» Task prompt
Locate the line that contains "task | point to each instance of the white curtain, one". Print it and every subsequent line through the final line of the records, exactly and only those.

+++ Supplied material

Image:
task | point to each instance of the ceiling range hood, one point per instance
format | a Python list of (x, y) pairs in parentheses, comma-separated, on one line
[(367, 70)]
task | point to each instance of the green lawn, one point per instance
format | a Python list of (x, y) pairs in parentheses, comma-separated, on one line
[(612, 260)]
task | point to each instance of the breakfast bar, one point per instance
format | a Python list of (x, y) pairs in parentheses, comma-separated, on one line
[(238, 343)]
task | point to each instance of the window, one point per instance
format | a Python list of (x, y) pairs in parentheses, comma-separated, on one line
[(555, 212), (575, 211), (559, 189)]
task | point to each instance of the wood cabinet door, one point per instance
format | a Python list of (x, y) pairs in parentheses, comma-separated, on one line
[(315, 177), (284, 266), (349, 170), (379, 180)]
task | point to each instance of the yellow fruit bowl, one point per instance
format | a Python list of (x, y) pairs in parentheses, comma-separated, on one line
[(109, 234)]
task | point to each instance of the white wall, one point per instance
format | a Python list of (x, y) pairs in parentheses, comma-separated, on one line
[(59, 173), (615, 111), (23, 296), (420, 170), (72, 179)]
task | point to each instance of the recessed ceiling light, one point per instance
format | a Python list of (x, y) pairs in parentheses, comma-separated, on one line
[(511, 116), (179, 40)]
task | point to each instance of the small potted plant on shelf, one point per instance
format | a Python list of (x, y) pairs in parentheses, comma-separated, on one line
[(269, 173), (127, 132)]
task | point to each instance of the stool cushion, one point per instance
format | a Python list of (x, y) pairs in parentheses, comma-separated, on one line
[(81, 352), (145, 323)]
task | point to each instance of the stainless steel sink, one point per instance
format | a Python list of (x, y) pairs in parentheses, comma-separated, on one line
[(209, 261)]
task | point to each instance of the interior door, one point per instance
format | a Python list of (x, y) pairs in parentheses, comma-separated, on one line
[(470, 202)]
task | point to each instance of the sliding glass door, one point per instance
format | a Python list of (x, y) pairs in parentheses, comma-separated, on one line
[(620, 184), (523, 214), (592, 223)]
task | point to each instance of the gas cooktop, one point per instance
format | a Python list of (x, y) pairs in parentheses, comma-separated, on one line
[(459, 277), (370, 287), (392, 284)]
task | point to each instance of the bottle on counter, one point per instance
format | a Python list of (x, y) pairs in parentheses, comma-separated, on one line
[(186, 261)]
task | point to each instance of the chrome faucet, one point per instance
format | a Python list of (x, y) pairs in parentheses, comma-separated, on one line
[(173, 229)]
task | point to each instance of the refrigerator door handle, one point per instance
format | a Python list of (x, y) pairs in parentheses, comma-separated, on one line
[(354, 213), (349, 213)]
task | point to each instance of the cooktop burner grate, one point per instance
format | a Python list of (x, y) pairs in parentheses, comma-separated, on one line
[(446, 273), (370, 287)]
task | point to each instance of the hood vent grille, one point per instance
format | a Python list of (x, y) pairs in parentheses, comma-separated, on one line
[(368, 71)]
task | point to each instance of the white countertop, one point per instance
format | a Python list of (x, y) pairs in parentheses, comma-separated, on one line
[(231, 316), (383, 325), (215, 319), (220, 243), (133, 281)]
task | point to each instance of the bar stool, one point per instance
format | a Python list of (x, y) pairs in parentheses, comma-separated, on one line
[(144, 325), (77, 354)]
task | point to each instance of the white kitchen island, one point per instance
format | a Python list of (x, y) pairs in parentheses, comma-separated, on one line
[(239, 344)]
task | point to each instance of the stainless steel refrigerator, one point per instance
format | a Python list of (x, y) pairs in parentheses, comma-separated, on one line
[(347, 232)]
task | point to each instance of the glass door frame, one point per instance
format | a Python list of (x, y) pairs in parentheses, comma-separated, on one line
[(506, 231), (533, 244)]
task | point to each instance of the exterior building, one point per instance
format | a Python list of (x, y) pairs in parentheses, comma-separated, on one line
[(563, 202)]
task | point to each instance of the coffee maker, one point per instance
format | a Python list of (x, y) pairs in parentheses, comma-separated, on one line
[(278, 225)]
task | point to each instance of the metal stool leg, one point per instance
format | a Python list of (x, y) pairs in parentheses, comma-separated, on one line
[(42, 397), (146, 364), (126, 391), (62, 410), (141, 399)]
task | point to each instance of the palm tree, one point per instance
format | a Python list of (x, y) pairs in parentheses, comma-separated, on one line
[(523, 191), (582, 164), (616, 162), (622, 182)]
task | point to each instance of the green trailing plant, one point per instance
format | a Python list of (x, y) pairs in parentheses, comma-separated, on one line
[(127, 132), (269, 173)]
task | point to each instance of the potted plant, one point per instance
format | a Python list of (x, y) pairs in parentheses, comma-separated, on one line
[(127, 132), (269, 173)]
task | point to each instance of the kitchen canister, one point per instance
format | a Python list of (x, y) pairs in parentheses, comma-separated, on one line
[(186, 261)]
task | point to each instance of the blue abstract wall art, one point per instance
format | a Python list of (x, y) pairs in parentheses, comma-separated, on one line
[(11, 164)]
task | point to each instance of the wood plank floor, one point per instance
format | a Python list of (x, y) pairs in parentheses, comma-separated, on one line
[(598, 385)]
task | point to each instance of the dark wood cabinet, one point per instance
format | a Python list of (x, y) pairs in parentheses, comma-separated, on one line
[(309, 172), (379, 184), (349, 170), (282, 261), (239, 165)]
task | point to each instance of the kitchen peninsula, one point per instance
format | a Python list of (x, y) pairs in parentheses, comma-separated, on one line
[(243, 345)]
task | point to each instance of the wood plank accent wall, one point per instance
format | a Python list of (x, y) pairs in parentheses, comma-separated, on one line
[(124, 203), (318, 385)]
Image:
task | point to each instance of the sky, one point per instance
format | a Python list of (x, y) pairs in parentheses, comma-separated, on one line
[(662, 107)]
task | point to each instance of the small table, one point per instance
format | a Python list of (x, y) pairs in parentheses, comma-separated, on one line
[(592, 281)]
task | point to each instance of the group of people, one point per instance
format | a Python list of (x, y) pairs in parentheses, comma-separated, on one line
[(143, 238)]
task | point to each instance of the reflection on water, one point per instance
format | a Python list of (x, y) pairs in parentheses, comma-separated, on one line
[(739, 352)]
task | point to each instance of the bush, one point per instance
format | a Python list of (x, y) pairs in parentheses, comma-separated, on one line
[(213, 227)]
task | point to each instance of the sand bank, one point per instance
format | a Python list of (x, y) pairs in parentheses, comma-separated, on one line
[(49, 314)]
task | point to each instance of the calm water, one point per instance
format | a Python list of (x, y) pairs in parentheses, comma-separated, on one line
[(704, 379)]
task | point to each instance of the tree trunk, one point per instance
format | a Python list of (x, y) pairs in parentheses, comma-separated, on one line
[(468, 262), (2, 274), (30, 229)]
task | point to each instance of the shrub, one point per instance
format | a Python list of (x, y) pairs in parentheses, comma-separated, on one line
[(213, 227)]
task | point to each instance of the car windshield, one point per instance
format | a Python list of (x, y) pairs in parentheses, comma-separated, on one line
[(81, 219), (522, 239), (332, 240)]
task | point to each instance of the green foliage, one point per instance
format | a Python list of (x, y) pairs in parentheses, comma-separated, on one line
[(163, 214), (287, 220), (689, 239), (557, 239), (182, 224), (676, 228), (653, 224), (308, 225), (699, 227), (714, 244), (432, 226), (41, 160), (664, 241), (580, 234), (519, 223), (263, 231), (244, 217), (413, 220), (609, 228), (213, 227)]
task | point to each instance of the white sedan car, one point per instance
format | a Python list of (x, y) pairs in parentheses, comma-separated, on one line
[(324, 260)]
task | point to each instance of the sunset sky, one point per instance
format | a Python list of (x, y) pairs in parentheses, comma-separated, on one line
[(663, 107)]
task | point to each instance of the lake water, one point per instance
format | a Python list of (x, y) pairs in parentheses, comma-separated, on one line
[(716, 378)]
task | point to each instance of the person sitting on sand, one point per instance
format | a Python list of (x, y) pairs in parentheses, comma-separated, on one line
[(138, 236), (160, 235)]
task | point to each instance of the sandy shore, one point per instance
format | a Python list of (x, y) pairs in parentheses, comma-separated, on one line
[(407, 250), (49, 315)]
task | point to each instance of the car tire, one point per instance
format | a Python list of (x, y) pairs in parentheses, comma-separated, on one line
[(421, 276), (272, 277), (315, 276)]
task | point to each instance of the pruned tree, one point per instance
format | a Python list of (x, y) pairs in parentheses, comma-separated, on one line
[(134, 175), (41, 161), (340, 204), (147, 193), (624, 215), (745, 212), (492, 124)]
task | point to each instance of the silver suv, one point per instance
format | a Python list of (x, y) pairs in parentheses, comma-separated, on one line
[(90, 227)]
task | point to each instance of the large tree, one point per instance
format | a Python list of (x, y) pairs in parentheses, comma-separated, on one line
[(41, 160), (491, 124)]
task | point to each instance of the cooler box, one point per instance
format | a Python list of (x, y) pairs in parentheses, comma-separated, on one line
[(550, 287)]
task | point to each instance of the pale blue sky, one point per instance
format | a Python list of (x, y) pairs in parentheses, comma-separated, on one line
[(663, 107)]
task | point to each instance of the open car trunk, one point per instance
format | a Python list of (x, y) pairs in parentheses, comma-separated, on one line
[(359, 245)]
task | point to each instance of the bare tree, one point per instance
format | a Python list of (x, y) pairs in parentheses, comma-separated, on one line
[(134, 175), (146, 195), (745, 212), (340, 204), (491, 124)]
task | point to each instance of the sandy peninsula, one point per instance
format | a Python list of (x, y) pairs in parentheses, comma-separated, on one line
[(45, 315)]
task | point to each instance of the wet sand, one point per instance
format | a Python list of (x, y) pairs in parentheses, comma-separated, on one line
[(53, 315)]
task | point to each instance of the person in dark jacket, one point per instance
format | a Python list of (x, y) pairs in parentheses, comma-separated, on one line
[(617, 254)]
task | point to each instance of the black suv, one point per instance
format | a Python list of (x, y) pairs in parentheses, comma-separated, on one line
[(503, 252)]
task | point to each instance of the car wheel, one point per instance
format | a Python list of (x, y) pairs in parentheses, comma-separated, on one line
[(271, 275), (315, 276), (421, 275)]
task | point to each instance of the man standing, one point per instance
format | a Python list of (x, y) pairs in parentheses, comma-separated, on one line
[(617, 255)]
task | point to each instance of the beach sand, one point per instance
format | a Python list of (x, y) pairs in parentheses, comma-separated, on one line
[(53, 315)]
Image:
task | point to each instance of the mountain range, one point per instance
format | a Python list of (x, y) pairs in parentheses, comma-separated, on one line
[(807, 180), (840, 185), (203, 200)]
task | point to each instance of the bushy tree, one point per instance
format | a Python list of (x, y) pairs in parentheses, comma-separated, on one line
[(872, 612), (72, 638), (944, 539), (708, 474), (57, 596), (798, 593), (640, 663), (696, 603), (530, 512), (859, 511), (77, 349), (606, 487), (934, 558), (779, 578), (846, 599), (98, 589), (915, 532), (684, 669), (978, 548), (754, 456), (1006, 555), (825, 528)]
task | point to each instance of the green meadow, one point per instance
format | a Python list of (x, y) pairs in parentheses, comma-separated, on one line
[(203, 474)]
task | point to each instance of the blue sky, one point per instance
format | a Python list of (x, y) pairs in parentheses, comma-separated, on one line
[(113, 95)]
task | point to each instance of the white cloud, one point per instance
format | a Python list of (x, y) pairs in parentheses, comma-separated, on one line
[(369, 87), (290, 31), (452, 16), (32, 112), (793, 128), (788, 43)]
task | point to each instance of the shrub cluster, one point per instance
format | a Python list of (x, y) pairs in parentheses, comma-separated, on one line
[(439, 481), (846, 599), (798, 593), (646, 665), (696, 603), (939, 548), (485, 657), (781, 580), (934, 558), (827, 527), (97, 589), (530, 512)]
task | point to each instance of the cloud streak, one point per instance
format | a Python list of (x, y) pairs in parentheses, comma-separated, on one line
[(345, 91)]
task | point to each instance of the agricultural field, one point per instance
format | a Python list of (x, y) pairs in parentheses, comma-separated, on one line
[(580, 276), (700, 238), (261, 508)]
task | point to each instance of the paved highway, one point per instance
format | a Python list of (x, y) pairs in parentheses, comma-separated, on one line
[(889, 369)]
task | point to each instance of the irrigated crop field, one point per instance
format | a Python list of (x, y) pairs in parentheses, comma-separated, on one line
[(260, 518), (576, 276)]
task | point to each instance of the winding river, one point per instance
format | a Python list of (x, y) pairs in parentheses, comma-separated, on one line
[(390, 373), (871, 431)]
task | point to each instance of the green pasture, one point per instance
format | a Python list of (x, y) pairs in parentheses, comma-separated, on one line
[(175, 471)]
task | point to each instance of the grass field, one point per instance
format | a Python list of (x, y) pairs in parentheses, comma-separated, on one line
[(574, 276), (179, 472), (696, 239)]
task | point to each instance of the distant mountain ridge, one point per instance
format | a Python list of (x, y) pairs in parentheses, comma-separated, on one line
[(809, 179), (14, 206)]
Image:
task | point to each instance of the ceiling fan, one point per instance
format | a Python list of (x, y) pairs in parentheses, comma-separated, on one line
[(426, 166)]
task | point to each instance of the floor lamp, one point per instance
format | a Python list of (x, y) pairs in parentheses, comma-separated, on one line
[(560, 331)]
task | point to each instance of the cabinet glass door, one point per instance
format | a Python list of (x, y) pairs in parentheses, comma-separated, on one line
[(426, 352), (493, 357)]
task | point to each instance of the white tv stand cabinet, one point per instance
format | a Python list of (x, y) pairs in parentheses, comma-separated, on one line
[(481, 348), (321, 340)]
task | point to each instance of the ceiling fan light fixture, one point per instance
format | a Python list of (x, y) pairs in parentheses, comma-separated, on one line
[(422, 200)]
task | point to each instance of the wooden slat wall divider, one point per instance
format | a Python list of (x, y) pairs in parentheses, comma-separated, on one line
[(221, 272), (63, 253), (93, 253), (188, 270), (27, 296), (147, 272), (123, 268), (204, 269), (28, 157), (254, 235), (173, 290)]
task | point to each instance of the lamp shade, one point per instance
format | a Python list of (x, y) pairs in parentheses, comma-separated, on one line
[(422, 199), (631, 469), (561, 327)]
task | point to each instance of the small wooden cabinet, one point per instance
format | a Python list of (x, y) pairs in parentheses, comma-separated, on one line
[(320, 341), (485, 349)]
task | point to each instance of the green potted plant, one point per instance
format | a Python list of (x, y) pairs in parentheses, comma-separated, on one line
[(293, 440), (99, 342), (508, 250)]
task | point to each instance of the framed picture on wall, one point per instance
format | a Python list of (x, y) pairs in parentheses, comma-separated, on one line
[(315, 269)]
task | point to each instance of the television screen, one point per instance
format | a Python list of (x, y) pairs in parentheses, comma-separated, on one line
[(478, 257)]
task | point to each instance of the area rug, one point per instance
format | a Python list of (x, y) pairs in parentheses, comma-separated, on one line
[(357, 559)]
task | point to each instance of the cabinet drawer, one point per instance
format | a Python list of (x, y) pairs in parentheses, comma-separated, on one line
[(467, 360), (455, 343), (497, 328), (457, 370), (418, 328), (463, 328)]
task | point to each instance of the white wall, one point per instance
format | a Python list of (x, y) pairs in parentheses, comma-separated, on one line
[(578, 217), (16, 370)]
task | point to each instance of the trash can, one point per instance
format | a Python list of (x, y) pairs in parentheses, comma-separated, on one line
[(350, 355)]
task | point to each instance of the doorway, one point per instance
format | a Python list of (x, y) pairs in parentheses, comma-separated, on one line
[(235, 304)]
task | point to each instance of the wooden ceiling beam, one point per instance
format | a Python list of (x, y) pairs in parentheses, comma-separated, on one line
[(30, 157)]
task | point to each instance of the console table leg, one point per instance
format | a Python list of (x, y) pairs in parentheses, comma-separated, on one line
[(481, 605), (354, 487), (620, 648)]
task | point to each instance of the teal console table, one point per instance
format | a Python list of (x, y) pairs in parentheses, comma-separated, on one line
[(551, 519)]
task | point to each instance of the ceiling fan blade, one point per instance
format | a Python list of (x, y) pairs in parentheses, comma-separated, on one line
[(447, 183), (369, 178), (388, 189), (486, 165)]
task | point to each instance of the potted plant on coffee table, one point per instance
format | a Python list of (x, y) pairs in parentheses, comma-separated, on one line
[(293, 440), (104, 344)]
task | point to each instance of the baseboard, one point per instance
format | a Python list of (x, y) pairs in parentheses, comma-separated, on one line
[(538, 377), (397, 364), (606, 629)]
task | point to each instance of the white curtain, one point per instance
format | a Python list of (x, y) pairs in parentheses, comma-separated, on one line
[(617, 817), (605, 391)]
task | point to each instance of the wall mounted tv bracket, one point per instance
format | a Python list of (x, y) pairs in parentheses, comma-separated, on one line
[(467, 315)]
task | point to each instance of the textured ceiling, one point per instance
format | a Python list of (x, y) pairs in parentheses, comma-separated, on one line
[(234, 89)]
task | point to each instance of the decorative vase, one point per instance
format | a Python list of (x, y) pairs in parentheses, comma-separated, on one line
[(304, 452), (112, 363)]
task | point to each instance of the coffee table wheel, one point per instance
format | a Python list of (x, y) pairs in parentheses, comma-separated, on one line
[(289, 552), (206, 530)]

++++++

» Task solution
task | point to each instance of the white curtain, one point per instance
format | a Python list of (x, y) pairs in parentheses, comma-separated, on one line
[(617, 817), (605, 391)]
task | point to each instance of the wall mounted tv bracket, one point per instance
format | a Python list of (x, y) pairs in parentheses, comma-separated, on one line
[(467, 315)]
task | point to each instance of the textured ceiling, one point per instance
format | a Python list of (x, y) pairs in parentheses, comma-separated, on one line
[(234, 89)]
task | point to each instance of the decorative vase, one point per instance
format | a Python list of (x, y) pairs in parentheses, comma-separated, on one line
[(304, 452), (112, 363)]
task | point to each instance of the coffee table wheel, one point per instance
format | a Python list of (x, y) pairs in parentheses, comma-separated, on one line
[(289, 552), (206, 530)]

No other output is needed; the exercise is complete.